** START OF Passage to read **
[GIS] Create pandas DataFrame from raster image – one row per pixel with bands as columns

digital image processingnumpypandaspythonrasterio

I have a raster image with 3 bands. I would like to convert this image to a csv file where each row will be one pixel and each column will be one band, so that I can easily see the three values each pixel got.

This is how I have tried to do it:

import rasterio
import rasterio.features
import rasterio.warp
from matplotlib import pyplot
from rasterio.plot import show
import pandas as pd
import numpy as np


img=rasterio.open("01032020.tif")
show(img,0)

#read image 
array=img.read()

#create np array
array=np.array(array)

#create pandas df

dataset = pd.DataFrame({'Column1': [array[0]], 'Column2': [array[1]],'Column3': [array[2]]})
dataset

and also like this:

dataset = pd.DataFrame({'Column1': [array[0,:,:]], 'Column2': [array[1,:,:]],'Column3': [array[2:,:]]})

but i'm getting something weird like this table:
enter image description here

I have also tried:

index = [i for i in range(0, len(array[0]))]
dataset = pd.DataFrame({'Column1': array[0], 'Column2': array[1],'Column3': array[2]},index=index)
** END OF Passage to read **
** START OF Data shown **
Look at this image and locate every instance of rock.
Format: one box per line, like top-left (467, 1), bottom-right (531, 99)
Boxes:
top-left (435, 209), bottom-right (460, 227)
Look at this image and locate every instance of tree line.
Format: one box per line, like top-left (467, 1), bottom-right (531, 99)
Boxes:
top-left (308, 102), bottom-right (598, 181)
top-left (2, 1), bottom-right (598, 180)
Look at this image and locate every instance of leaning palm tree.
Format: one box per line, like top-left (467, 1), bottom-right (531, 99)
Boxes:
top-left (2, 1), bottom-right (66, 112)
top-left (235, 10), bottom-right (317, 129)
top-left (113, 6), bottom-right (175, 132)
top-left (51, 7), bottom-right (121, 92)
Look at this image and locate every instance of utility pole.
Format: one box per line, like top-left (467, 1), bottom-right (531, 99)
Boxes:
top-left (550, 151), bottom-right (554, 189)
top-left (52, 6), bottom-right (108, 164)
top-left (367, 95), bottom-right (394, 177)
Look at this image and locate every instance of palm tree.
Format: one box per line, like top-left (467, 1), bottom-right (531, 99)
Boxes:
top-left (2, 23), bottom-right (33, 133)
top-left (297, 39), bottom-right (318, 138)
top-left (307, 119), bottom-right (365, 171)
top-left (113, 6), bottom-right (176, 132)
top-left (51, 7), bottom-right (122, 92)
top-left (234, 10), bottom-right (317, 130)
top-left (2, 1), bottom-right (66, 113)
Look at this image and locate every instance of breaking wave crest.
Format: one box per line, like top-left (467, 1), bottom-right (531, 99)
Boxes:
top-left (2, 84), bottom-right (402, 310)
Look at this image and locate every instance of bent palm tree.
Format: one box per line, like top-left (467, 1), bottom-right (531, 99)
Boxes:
** END OF Data shown **
Requirements:
1 > According to the post about turning a raster image into a pandas DataFrame, how many bands does the raster image have?
2 > Pick up the post about turning a raster image into a pandas DataFrame right after its last line of code, and keep writing it.
The items were taken from a different source than the text.

Task responses:
1 > The raster image has three bands.

2 >
dataset

but then I get the number of the rows I have and it's still not good:
enter image description here

what do I do wrong?

My goal

Get one pandas table, where each row is a pixel, and it should have 3 columns, one for each band.

Best Answer

Quick solution

pd.DataFrame(array.reshape([3,-1]).T)

Explanation

  1. Take array of shape (3, x, y) and flatten out the 2nd and 3rd dimension. From the numpy docs: One shape dimension can be -1. In this case, the value is inferred from the length of the array and remaining dimensions.
reshaped_array = array.reshape([3,-1])
  1. Transpose array to get array of shape (x*y, 3)
transposed_array = reshaped_array.T
  1. Build DataFrame
pd.DataFrame(transposed_array)